[Start of section]
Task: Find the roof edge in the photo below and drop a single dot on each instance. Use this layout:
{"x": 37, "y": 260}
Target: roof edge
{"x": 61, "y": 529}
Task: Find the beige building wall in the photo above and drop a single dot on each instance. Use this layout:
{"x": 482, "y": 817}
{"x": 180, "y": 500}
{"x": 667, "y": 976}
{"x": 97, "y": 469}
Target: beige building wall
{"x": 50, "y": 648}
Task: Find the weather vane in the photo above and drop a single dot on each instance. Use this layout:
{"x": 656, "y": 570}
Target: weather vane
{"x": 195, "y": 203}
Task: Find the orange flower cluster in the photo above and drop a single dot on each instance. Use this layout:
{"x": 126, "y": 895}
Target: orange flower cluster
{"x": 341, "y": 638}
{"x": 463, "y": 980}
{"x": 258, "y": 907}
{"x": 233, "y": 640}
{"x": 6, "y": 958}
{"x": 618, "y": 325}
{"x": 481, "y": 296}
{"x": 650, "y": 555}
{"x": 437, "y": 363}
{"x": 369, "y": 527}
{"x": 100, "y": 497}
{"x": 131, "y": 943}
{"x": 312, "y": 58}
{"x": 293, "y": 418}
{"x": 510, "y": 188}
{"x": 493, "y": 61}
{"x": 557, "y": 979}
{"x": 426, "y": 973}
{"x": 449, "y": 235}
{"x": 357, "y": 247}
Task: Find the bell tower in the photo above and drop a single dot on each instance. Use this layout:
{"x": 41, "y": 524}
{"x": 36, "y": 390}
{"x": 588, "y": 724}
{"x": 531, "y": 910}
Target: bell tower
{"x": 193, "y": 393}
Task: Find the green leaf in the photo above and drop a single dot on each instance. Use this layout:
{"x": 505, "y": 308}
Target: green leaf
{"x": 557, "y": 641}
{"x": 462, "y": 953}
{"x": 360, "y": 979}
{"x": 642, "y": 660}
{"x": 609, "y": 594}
[End of section]
WHAT THE TASK ASKS:
Looking at the data above, say how many lines contain "photo", and give no other words.

WRITTEN ANSWER:
6